What is asked
Write the next part of the drasha on Parshas Bo, picking up after its final sentence.

Reading text

Below, please find this adaptation of Rav Weinberger's drasha from last Shabbos, parshas Bo 5779. Rav Weinberger has reviewed this write-up and any corrections are incorporated herein. Enjoy!

See here for past shiurim at YUTorah.org's website by Rav Weinberger both as leader of Emek HaMelech, as former Mashpia at YU, and from the past 20+ years. You can also click on one of the following links to subscribe to the shiurim: emailrss feedpodcast, or iTunes. Please note that these drashos will only be available online for one month. If you notice any mistakes, please let me know so I can correct it. If you are interested in a particular drasha that is no longer online, you can email me (right sidebar) and I'll send it to you IY"H, BL"N.

Rav Moshe Weinberger
Parshas Bo 5779
 Making a Mockery

Did Hashem inflict the ten plagues on Egypt as a prank? The passuk in this week’s parshah says, “In order that you should relate in the ears of your son and your son’s son that I have made a mockery of Egypt and the signs that I have placed on them, and they shall know that I am Hashem” (Shmos 10:2). Rashi explains that Hashem was saying, “I made a joke” of Egypt. First, can it really be that Hashem performed all those miracles in order to play a joke on the Egyptians? And why does Hashem care so much that “they [the Egyptians] shall know that I am Hashem?”

The Degel Machaneh Ephraim zy’a, taught in the name of his grandfather, the Baal Shem Tov zy’a, that there is a little Egyptian within every Jew. He explains that because we lived in Egypt for so long, they became almost completely immersed in the impurity of Egypt. When the passuk says that Hashem did the plagues so “they,” the Egyptians, would know that “I am Hashem,” this was not referring to the Egyptians themselves. It was referring to the Egyptian aspect within each Jew. Hashem did the plagues so that the Jewish people themselves would finally be able to let go of their attachments to the course physicality of Egypt.

(Entries taken from a collection)
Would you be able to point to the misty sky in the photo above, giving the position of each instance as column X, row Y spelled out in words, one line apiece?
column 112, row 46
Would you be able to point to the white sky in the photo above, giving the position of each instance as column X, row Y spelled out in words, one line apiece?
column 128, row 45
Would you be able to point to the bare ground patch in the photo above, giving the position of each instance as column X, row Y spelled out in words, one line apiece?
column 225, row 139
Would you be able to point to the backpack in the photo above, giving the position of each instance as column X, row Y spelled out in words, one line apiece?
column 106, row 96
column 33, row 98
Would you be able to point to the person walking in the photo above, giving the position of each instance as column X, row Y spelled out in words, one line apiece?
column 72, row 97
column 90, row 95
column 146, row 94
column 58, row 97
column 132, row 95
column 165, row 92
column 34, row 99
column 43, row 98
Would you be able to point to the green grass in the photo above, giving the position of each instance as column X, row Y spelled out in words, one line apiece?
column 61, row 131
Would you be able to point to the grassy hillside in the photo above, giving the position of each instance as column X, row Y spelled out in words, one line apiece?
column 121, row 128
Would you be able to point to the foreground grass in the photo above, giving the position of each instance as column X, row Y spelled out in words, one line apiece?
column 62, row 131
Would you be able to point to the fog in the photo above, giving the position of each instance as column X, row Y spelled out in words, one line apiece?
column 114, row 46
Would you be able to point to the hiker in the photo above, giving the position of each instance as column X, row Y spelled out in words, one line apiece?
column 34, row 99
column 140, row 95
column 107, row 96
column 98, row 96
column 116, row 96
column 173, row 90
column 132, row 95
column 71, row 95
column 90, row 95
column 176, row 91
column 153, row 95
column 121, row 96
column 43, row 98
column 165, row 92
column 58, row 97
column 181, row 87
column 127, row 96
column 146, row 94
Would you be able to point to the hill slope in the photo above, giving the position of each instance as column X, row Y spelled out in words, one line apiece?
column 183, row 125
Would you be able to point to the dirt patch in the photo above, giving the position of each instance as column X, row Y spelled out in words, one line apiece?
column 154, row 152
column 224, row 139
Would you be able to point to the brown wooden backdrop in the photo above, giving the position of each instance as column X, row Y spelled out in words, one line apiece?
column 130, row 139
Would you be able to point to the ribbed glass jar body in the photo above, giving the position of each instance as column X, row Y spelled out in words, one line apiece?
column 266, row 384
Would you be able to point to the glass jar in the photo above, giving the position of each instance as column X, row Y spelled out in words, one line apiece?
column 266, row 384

Exercise response
Why is this force of impurity within a Jew called “Egypt?” According to the Mei HaShiloach, the Torah calls Egypt the “garden of G-d” (Bereishis 13:10) because it was a such a lush environment, filled with every blessing from G-d, where one could enjoy all of the pleasures of the physical world. This level of physical luxury is why the Midrash says that until the Jewish people left, a slave had never fled Egypt (Mechilta Yisro 1). There was no constituency of Egyptians demanding that a wall be built around the country and that the Canaanites should pay for it. No slave had ever fled before because despite all of the hard physical labor, those in bondage were also enslaved to the physical desires they could only satisfy in Egypt.

Even today, we see so many people enslaved to substances or behaviors even though they know how bad they are. They feel they are simply unable to flee. There are those who engage in illicit behaviors, whether online or with other people even though they know they are, in some cases, destroying their jobs, their families, and themselves. They cannot imagine life without their drug of choice.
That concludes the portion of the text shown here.